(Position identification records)
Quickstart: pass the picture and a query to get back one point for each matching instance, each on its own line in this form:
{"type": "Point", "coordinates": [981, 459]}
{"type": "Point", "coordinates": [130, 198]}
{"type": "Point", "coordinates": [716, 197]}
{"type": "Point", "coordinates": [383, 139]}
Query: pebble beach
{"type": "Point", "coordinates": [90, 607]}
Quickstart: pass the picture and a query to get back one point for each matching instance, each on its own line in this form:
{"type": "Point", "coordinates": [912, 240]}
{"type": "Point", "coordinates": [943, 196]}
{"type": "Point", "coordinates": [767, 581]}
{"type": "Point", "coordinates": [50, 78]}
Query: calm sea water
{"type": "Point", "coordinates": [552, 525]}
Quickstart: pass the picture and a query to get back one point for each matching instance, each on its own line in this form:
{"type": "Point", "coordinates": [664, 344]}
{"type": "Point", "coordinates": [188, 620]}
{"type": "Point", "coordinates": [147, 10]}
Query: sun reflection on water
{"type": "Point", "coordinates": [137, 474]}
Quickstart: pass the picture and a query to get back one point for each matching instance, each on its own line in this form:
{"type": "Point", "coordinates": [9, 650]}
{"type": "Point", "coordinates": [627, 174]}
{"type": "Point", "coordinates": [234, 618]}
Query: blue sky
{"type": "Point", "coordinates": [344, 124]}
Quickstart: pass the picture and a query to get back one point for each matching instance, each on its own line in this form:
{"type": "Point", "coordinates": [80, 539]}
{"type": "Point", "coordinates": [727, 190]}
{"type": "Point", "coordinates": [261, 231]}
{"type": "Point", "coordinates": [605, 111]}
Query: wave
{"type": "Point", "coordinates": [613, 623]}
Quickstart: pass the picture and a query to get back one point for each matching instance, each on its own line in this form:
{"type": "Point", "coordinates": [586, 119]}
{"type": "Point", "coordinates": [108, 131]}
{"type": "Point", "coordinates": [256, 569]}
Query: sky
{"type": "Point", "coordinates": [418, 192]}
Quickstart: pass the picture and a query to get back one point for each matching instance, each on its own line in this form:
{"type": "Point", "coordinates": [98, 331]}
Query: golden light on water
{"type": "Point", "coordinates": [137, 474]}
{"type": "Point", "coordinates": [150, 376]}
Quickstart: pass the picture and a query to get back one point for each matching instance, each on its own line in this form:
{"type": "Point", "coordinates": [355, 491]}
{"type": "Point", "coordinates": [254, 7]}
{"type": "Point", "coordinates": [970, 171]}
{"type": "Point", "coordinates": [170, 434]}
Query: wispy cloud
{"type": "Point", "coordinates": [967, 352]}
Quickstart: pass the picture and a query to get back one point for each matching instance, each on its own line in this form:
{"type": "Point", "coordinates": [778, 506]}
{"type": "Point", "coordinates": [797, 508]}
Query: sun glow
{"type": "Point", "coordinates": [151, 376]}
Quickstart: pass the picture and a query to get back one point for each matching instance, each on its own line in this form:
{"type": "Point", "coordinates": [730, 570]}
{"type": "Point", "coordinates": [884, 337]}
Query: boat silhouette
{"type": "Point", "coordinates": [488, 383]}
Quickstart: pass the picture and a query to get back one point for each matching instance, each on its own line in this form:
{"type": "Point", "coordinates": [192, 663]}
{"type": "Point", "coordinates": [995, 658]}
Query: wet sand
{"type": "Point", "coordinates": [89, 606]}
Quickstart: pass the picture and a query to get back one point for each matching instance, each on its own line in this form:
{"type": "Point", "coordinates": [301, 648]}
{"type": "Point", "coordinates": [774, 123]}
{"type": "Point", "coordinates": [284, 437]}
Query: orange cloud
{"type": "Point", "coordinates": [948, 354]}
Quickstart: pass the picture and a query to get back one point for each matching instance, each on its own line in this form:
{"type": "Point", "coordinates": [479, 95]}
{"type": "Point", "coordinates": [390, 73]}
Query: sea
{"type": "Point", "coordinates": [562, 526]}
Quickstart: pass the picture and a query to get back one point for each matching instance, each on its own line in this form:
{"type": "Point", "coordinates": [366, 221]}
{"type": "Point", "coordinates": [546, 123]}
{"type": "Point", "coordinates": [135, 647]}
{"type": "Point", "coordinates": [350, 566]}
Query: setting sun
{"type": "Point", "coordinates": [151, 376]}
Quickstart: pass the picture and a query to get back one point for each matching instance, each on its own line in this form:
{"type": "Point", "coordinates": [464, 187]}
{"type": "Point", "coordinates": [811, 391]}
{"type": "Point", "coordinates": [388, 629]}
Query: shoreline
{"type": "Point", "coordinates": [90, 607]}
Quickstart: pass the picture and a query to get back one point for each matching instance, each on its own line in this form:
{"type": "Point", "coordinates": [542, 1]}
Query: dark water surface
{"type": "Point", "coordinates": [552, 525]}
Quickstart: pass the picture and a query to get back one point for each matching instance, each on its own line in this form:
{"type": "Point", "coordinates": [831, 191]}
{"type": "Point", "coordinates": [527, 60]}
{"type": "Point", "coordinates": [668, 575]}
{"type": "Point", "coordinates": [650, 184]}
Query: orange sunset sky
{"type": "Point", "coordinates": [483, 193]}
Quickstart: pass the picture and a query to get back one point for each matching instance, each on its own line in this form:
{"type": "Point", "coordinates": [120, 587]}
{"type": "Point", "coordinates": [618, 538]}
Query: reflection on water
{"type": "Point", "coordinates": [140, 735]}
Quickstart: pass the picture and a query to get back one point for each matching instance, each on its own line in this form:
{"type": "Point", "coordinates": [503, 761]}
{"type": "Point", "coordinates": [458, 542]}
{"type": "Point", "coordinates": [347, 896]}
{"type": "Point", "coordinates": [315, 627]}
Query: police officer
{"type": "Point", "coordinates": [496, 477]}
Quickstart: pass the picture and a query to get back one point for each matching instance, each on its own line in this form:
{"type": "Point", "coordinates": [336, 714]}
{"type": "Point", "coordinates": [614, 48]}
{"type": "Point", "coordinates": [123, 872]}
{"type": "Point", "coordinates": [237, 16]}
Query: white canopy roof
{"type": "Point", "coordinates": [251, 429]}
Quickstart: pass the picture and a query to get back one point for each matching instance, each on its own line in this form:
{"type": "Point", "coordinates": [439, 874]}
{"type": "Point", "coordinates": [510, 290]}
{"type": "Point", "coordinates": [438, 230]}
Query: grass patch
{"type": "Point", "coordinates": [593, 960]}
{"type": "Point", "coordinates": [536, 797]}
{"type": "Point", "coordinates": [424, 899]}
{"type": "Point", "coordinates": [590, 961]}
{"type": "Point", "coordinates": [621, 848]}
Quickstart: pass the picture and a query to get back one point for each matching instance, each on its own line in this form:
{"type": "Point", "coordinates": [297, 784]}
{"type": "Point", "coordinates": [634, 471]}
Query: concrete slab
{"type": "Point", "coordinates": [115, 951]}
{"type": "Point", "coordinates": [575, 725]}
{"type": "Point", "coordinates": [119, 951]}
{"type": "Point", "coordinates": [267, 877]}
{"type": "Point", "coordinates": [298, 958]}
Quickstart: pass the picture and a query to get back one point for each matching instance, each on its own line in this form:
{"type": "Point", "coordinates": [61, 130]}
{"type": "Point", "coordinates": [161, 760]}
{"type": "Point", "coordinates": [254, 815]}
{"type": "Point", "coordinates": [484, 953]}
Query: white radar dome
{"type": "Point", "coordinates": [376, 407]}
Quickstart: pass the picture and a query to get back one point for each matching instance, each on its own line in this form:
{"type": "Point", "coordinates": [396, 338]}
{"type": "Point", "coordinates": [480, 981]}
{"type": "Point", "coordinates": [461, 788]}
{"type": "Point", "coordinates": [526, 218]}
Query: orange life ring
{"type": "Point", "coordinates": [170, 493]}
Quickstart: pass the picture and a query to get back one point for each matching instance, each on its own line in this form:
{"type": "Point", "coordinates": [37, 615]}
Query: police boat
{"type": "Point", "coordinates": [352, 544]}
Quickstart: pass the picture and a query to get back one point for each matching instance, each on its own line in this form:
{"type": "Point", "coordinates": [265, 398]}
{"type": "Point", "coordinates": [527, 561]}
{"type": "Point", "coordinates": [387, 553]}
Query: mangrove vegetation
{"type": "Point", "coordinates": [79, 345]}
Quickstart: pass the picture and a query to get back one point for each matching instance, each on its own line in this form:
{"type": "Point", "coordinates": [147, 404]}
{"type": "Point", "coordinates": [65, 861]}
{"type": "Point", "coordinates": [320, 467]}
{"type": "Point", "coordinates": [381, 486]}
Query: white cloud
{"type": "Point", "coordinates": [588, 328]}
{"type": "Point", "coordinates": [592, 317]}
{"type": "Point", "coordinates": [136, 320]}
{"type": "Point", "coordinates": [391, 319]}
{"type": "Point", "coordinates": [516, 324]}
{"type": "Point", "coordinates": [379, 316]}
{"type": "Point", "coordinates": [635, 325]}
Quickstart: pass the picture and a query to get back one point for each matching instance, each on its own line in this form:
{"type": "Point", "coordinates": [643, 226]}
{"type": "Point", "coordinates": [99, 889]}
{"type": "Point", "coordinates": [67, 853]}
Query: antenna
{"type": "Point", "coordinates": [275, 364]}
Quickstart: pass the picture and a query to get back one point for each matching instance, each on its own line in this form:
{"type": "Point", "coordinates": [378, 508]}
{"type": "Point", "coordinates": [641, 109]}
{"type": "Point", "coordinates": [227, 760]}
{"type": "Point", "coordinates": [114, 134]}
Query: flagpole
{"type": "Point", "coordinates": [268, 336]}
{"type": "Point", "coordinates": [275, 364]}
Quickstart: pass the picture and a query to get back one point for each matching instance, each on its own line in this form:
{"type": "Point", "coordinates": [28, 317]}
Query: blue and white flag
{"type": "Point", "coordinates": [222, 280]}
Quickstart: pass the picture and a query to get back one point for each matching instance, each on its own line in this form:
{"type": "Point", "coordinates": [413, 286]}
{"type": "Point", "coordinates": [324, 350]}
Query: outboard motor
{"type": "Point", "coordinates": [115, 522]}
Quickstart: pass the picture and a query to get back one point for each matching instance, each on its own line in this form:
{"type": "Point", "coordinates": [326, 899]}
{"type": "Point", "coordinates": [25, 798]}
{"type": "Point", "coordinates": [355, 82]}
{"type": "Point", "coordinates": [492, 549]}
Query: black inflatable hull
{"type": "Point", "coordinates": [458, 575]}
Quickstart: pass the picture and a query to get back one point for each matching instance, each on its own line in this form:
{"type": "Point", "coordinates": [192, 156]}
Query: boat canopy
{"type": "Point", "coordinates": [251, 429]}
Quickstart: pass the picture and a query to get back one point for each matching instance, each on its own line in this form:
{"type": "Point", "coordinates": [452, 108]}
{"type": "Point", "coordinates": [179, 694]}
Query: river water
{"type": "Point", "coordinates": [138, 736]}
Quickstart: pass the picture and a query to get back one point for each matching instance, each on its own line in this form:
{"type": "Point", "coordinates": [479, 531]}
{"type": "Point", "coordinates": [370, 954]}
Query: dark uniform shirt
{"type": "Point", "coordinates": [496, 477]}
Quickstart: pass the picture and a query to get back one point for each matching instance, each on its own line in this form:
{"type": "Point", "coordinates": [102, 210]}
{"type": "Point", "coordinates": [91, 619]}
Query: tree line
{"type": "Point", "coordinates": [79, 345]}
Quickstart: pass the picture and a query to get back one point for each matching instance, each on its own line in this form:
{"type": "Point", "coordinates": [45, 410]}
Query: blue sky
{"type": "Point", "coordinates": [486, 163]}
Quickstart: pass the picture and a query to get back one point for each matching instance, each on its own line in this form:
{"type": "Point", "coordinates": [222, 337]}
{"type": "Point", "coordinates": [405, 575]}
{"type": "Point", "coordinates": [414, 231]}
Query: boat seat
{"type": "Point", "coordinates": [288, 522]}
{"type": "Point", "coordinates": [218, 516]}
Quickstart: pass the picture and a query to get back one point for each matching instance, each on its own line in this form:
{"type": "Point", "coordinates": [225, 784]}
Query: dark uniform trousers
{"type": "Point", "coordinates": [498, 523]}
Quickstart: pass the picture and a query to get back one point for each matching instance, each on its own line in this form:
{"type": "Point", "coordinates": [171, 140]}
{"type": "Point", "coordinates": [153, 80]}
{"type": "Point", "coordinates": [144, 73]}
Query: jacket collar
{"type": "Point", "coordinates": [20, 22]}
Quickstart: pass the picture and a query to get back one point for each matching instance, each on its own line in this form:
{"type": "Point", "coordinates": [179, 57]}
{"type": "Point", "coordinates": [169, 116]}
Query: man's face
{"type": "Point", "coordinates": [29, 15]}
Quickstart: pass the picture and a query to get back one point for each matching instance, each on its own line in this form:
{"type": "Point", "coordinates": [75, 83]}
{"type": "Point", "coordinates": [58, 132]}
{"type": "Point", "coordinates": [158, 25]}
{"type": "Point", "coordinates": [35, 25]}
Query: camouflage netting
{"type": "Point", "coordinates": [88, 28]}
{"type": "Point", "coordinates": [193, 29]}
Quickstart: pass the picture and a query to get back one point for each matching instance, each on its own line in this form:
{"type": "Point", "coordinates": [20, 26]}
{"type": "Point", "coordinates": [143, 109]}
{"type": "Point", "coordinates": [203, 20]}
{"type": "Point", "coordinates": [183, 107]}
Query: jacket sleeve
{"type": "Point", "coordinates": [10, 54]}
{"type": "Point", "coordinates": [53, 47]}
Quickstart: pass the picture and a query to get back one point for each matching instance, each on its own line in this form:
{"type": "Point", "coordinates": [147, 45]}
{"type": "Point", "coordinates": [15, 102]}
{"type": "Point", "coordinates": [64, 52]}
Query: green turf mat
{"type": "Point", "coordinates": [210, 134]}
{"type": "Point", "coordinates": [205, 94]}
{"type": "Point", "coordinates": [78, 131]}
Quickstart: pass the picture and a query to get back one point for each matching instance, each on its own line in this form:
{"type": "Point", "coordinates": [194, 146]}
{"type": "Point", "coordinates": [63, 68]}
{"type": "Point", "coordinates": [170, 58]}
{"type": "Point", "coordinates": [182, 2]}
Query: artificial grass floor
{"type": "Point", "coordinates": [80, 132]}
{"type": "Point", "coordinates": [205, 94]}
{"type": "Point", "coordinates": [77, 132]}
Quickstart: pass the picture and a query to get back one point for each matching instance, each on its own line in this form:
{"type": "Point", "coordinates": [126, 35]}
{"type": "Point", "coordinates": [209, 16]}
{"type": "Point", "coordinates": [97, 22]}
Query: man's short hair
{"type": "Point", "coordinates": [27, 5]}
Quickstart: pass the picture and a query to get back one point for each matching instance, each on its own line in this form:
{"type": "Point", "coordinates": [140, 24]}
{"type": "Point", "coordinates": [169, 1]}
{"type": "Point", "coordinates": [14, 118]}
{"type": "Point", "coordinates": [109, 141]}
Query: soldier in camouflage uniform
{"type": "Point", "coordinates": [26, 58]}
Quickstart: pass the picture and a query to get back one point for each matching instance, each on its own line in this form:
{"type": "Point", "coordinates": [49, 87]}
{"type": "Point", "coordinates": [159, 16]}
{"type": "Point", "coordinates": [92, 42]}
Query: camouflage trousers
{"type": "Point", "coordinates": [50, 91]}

▶ [Task details] Identify every line of the material above that contains the word "uniform", and copy each one. Case counts.

▶ [Result]
Query: dark uniform shirt
Query: dark uniform trousers
Query: soldier in camouflage uniform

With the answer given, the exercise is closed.